→ **Work order A**: Determine whether each of the following statements agrees with the article on bitters below: (i) bitters are roughly 90 proof; (ii) bitters enjoyed wide favor in the post-WWII era; (iii) the "Fahrenheit 451" is made with rum. For each, answer yes or no and quote the deciding words of the article.
→ **Work order B**: From the article on bitters below, output everything from "Exploring the origins" down to "the early 1800s.", without any alteration.

(Beginning of Text block)

Bitters reappear in local cocktail lists | Drink | Pittsburgh | Pittsburgh City Paper

Bitters reappear in local cocktail lists

Exploring the origins of the American cocktail will lead curious barflies and booze enthusiasts to its original four ingredients: sugar, water, spirits and bitters. Yes, bitters -- those widely misunderstood, high-proof elixirs cooked up by apothecaries in the early 1800s.

With "medicinal" properties culled from herbs, spices and dried fruit peels -- as well as elements like tree bark -- cocktail bitters became integral to drink-mixing. Well into the mid-20th century, cocktails called for something both acrid and soothing ... to stimulate appetites before dinner, and assuage stomachs after.

Unfortunately, Americans had little stomach for bitters themselves. Bitters were out of favor in the post-WWII era, as drinkers indulged their sweet tooth with fruitier concoctions.

Bitters are potent (around 90 proof) and somewhat acerbic, which is why bartenders only use a "dash" or so at a time. But because of their varying, concentrated flavors, bitters complement both herbaceous spirits (gin) and aged spirits (rum, bourbon, et al.). Chris Luton, who bartends at The Library in South Side, says bitters cut that alcohol-whiff at the beginning of a sip, while accentuating flavors as they go down.

And in recent years, bitters have been regaining popularity. Now that "everyone has their little bar book on their phone," Luton says, customers are requesting more sophisticated drinks that require ingredients like bitters -- a trend Luton hails as a welcome change from people simply "going out and drinking 15 beers."

Want a good reintroduction to bitters? Try The Library's take on a classic Old Fashioned, the "Fahrenheit 451": 2 ½ oz. Woodford Reserve Bourbon; sugar; a dash or two of bitters muddled together with cherries; a splash of Cointreau. The Cointreau accentuates the oaky, small-batch Woodford, making it perfect for bitters beginners who enjoy whiskey.

If you want to tinker at home, start with Peychaud Bitters (147 ml for $5.29) and Angostura Aromatic Bitters (296 ml $10.99), or try your hand at more creative options from Fee Bros., like grapefruit or orange bitters (118 ml for $7.99).

(End of Text block)
(Beginning of Data for review)

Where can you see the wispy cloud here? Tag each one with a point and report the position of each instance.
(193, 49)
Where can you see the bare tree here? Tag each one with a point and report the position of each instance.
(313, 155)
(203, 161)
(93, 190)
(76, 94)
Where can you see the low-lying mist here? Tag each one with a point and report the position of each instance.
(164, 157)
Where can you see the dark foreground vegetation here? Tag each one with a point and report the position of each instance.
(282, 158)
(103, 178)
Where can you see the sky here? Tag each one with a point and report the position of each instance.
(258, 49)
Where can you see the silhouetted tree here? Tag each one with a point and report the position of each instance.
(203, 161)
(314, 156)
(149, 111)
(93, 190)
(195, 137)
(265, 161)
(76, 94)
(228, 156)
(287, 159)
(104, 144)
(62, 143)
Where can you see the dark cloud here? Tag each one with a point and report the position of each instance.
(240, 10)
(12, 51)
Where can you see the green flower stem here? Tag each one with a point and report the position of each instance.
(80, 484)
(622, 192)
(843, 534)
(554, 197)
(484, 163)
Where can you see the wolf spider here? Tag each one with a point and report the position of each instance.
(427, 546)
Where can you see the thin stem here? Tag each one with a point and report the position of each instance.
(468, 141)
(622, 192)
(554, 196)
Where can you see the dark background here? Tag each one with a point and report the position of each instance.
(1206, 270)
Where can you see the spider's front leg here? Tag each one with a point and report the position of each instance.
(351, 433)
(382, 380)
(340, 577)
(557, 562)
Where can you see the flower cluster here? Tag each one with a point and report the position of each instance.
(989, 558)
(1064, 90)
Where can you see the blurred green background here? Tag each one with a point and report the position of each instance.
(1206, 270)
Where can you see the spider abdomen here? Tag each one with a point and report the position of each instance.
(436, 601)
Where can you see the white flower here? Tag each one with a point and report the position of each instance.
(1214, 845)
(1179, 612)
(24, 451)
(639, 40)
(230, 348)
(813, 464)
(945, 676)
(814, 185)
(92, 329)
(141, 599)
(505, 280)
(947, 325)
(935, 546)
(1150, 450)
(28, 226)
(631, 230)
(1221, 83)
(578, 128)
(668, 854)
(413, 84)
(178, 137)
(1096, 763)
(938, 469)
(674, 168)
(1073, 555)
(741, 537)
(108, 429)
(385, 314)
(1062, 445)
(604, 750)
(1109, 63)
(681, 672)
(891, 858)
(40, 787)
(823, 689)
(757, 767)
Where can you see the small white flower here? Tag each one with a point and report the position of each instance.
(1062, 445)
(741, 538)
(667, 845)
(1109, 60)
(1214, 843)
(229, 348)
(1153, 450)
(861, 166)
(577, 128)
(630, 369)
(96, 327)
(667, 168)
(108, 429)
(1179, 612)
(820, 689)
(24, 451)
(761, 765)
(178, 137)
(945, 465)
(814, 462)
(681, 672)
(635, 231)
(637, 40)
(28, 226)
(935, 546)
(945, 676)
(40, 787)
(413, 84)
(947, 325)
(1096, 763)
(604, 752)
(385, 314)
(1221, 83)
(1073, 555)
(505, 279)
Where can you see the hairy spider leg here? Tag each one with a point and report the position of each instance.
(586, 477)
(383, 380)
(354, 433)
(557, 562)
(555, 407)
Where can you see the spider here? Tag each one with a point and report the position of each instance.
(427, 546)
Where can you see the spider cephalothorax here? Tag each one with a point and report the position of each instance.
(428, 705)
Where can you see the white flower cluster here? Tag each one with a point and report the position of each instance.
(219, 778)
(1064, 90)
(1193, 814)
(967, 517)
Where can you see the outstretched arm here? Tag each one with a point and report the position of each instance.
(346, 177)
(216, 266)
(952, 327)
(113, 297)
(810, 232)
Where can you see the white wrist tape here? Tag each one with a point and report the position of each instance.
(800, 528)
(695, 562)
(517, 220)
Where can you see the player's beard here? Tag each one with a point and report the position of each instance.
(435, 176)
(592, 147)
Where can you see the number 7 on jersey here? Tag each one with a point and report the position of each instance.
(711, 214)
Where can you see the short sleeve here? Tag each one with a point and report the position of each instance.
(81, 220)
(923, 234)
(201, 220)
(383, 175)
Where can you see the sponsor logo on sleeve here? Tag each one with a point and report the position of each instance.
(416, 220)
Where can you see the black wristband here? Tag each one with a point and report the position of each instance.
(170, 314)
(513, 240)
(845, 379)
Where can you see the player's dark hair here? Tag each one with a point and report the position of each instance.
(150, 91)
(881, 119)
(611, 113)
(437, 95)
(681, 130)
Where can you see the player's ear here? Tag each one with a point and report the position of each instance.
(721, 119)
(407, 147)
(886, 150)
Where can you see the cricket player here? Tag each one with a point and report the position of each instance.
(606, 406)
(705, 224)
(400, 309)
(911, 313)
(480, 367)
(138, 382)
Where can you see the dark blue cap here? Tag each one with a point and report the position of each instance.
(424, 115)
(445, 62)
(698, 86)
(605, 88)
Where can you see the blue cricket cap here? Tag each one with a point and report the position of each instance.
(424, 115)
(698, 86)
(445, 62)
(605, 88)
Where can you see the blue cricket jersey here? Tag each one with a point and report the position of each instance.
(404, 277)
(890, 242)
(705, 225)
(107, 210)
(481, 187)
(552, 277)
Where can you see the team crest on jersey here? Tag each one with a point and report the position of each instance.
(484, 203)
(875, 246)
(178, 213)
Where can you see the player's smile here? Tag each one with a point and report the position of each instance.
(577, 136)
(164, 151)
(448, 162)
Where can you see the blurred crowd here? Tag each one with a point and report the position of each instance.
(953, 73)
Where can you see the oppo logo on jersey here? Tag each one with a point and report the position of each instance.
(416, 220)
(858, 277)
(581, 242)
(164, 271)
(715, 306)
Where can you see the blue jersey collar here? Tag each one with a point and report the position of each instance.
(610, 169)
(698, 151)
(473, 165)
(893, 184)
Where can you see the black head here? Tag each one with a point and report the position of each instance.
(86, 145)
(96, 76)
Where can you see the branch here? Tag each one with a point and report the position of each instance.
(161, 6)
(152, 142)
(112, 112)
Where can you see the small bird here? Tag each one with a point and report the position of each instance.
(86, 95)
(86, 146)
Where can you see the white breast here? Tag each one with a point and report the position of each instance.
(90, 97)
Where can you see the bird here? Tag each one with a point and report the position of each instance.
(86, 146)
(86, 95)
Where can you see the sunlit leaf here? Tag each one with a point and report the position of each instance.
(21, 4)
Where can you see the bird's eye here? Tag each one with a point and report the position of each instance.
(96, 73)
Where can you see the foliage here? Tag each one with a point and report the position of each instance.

(End of Data for review)

→ **Answer area A**:
(i) Yes: "Bitters are potent (around 90 proof)"
(ii) No: "Bitters were out of favor in the post-WWII era"
(iii) No: "2 ½ oz. Woodford Reserve Bourbon"

→ **Answer area B**:
Exploring the origins of the American cocktail will lead curious barflies and booze enthusiasts to its original four ingredients: sugar, water, spirits and bitters. Yes, bitters -- those widely misunderstood, high-proof elixirs cooked up by apothecaries in the early 1800s.